--- Belge alıntısı ---
========================================

Üniversitede İslam Hukuku hocamız
Prof. Yusuf Ziya Kavakçı bir hatırasını anlatmıştı. Hukuk Fakültesini bitirmiş
bir zanlı hâkimin bütün tespitlerini çürüterek beraat etmeyi başarmıştı. Hâkim
zanlının suçlu olduğuna kani fakat yapılan savunmaya da bigane kalamayarak
beraat kararı veriyor. Söylediği son cümle şu: Diplomalı eşkıyalar türedi
işimiz zor.
Anadolu insanının ahlakı, edebi
suç işlediğinde yüzünün kızarmasına sebep olur. Eskiden hırsızlık adi
suçlardandı. Yüz kızartıcı suç olarak kabul edilirdi. Bunun gibi birçok ahlak
dışı fiiller yüz kızartıcı suç olarak isimlendirilirdi. Suç işleyenin yüzü
kızarırdı. Artık hırsızın, arsızın, namussuzun yüzü kızarmıyor üstelik pişkin
pişkin sırıtıyor. Hani bir söz var: ‘yavuz hırsız ev sahibini bastırır’ diye.
Televizyonlarda haberlerde zaman
zaman izliyoruz. Suçlu olduğu halde kendini haklı göstermeye çalışan insanlar
ne kadar rahat. Artık suçun utanılacak bir fiil olması gündemimizden çıkmış.
Toplum olarak değer kaybediyoruz. Değerlerimiz alt-üst olmuş. İşin en vahim
tarafı ise bu tür insanların toplum tarafından –değişik sebeplerle- kabul
görüyor olması, hürmet ediliyor, saygı duyuluyor olması.
Sözü uzatmadan Ziya Paşa’ya
bırakmak en doğrusu…
Katır mühürdâr oldu, eşek
defterdâr!”

========================================

--- Kayıtlı bilgiler ---

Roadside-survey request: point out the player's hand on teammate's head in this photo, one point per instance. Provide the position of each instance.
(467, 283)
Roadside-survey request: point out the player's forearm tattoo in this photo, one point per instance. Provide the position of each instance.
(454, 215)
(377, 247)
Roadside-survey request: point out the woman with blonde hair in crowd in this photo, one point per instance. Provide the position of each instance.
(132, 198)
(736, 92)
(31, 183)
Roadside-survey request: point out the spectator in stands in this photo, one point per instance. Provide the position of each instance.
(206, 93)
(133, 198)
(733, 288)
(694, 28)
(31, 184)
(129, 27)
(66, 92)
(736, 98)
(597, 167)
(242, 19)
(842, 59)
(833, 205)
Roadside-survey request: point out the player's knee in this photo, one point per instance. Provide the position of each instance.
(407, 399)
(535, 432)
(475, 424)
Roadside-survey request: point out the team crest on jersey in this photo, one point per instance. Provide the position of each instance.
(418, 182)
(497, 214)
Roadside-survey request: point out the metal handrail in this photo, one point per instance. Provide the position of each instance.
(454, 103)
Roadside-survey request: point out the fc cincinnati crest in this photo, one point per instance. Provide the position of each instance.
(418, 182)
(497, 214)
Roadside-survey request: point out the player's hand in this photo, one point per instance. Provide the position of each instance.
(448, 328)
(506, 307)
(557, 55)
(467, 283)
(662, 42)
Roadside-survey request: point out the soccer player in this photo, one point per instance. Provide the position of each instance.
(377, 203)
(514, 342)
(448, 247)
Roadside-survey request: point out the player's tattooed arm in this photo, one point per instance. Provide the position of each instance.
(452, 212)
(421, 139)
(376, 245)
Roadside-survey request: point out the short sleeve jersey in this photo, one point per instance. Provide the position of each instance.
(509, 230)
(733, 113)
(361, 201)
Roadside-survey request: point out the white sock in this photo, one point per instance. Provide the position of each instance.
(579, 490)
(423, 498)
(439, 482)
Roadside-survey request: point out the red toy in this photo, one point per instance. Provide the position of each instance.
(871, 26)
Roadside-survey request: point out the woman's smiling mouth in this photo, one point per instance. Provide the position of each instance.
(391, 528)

========================================

--- Yazılı görev ---
Suçtan utanmamak üzerine yazılmış bu metni iki cümleyle özetleyin. Bu işte kayıtlar hiç kullanılmıyor.

--- Yanıt ---
Yazı, İslam Hukuku hocası Prof. Yusuf Ziya Kavakçı'nın anlattığı bir hatırayla başlar: Hukuk Fakültesi bitirmiş bir zanlı, suçlu olduğuna inanan hâkimin bütün tespitlerini çürütüp beraat eder ve hâkim "Diplomalı eşkıyalar türedi işimiz zor." der. Ardından yazar, eskiden yüz kızartıcı sayılan suçları işleyenlerin artık utanmayıp sırıttığını, toplum olarak değer kaybettiğimizi ve işin en kötü yanının bu insanların yine de kabul ve saygı görmesi olduğunu anlatır.